Data
'''

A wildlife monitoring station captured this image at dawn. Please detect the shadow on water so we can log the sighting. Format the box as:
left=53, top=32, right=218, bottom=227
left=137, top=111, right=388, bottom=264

'''
'''

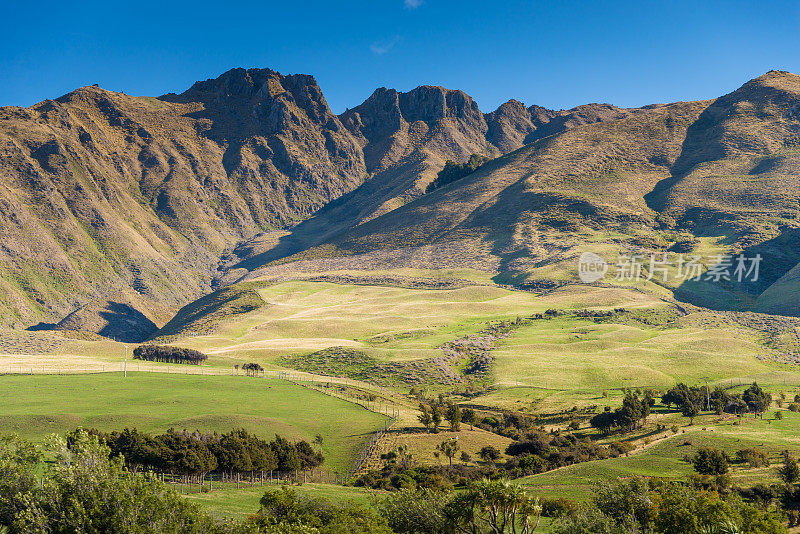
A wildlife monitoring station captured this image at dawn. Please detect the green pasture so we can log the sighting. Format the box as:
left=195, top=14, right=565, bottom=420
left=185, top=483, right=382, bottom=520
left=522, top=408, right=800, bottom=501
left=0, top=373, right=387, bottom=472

'''
'''

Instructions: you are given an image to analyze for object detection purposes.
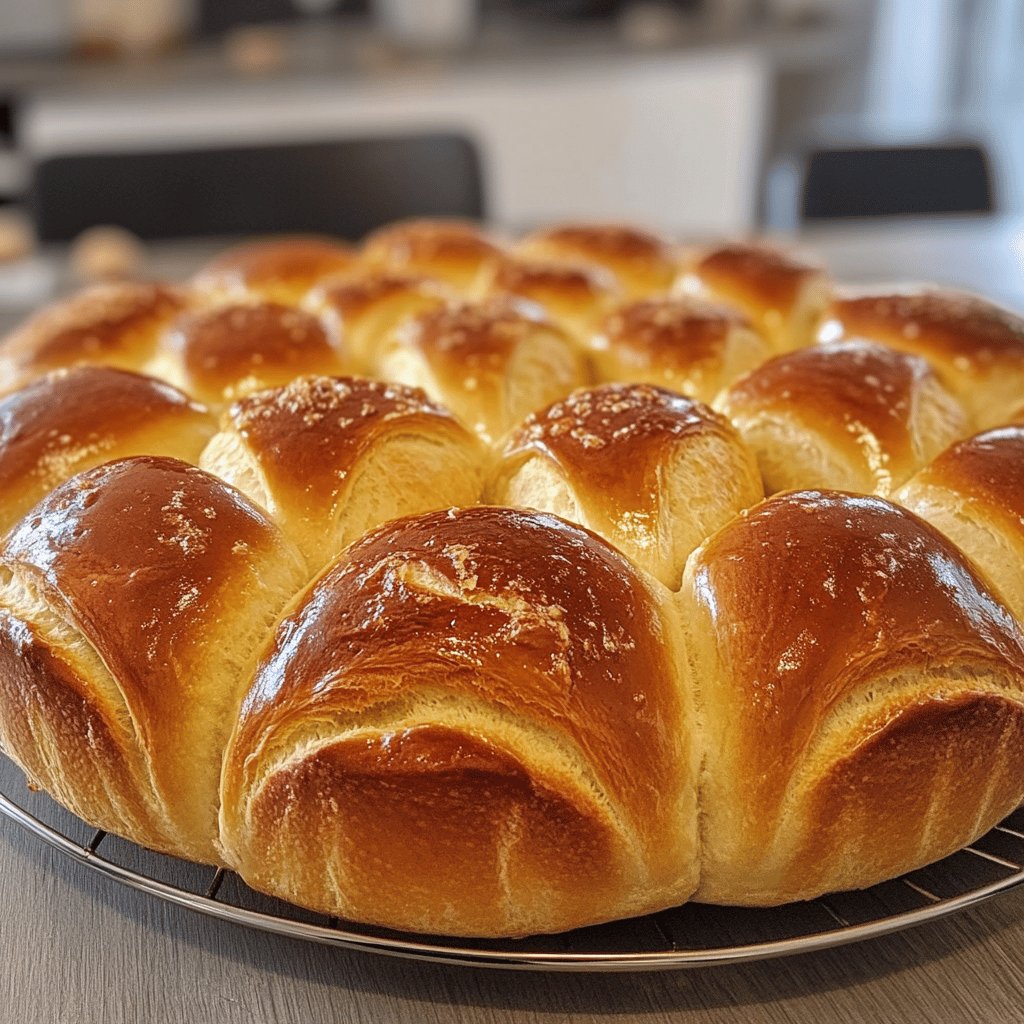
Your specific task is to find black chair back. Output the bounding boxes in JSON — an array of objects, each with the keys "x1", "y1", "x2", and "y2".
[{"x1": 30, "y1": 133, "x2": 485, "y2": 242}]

'''

Task to carry out
Lines that contain "sighting" are to be copied from the records above.

Answer to this task
A wildlife monitoring station captured this image at dawn. Please detect the shadow on water so we can log the sighting. Format the box as:
A wildlife monitoring station captured this image at dawn. Please detect the green pasture so we can log the sighting. Format the box as:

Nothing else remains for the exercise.